=== PAGE EXCERPT ===
In an amended complaint filed Aug. 7, the U.S. Department of Justice dismissed allegations physicians related to Infirmary Health Systems provided unnecessary or substandard care as a part of scheme to illegally profit from federal healthcare programs. Particularly, a claim doctors would routinely prescribe potentially harmful nuclear imaging tests without reasonable cause.

Still, the bulk of claims originally filed against the group under the False Claims Act in 2011 by Dr. Christian Heesch remain, primarily the allegation that Diagnostic Physicians Group “submitted, or caused to be submitted, millions of dollars in false claims to the Medicare program for designated health services, including clinical laboratory services and diagnostic imaging tests, that were referred by physicians with whom they had an improper financial relationship, in violation of the physician self-referral prohibition (commonly known as the ‘Stark Law’), and in violation of the Anti-Kickback Statute.”

At the same time, the government named names — at least 81 of them — allegedly connected to a $520 million federal healthcare fraud the government believes was perpetrated by DPG partners over a six-year period beginning in 2005.
=== RECORD EXTRACTS ===
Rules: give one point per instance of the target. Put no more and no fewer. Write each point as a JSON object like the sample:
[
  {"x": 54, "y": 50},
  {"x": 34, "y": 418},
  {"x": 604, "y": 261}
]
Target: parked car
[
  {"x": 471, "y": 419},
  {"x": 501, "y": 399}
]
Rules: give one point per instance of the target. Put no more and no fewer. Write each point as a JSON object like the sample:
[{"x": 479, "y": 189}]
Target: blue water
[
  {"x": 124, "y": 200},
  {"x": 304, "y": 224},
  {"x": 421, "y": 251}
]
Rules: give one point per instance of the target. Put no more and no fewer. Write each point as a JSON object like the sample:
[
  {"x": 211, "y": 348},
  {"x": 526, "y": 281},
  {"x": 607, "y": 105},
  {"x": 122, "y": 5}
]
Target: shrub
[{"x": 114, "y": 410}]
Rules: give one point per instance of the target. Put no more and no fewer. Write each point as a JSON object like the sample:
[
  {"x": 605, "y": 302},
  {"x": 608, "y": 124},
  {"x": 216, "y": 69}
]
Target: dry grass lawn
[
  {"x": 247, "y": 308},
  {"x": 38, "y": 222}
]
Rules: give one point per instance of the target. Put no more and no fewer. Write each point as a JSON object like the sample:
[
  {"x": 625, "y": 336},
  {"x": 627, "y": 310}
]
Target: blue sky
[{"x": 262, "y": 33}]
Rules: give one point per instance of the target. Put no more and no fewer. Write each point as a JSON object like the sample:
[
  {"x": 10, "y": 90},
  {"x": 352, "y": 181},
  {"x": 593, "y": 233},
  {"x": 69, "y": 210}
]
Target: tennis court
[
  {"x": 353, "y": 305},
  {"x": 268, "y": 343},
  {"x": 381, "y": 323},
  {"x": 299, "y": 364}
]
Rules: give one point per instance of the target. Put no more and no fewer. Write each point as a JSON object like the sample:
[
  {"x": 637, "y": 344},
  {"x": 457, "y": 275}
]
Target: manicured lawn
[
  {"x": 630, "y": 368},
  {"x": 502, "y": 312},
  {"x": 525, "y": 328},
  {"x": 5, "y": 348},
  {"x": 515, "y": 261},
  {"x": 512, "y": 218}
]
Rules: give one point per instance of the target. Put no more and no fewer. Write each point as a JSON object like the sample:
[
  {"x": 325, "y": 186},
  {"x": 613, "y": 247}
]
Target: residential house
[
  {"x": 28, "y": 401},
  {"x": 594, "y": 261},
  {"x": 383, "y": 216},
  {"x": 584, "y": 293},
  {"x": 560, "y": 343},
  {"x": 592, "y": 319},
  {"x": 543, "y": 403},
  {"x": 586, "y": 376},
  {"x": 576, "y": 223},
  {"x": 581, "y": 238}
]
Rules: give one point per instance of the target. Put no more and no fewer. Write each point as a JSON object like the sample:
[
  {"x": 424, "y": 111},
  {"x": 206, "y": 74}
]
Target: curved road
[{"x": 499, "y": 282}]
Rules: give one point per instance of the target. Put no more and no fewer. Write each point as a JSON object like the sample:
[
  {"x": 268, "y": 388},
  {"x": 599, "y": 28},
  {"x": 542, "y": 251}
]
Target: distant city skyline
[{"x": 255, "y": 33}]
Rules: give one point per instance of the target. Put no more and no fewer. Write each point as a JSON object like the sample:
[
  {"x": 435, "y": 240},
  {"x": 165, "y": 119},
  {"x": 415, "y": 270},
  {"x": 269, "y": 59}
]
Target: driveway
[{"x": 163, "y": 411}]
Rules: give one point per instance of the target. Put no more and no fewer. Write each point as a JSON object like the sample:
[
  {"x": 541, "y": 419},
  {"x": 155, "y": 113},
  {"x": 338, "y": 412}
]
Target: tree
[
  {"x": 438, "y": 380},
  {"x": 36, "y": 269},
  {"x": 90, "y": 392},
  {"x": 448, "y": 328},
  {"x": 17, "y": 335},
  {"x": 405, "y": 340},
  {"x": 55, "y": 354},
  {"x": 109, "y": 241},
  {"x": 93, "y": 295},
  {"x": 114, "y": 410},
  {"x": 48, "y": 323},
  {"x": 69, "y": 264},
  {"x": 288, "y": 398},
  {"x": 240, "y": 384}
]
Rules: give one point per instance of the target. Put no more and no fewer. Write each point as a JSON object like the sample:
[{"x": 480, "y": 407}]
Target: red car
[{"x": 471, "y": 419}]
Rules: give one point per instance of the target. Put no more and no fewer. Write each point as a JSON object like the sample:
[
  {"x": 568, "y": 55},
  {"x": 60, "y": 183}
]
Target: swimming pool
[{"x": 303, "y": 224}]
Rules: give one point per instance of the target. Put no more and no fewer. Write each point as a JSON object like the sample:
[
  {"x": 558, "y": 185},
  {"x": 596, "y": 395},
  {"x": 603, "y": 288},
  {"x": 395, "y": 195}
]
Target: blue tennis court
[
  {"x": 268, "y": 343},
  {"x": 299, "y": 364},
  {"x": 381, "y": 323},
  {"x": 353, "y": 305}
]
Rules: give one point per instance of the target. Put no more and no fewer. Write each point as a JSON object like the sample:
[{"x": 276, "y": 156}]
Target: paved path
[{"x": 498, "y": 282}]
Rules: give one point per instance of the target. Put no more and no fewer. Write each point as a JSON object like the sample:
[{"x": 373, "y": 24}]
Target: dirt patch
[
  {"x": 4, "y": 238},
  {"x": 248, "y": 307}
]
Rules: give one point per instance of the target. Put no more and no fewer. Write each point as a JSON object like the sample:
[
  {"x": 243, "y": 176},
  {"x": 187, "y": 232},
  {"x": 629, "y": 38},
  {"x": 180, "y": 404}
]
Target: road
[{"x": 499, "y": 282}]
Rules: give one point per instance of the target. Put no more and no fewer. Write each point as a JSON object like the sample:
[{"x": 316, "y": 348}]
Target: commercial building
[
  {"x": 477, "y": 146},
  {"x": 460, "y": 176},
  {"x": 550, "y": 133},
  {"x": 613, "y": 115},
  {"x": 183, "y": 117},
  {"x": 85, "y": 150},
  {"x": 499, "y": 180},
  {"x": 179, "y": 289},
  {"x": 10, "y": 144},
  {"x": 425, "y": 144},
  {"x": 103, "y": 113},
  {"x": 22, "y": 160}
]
===
== TASK ITEM ==
Reproduce verbatim the passage of the article on the Infirmary Health Systems complaint from "At the same" up to and including "beginning in 2005.".

== EXERCISE RESULT ==
At the same time, the government named names — at least 81 of them — allegedly connected to a $520 million federal healthcare fraud the government believes was perpetrated by DPG partners over a six-year period beginning in 2005.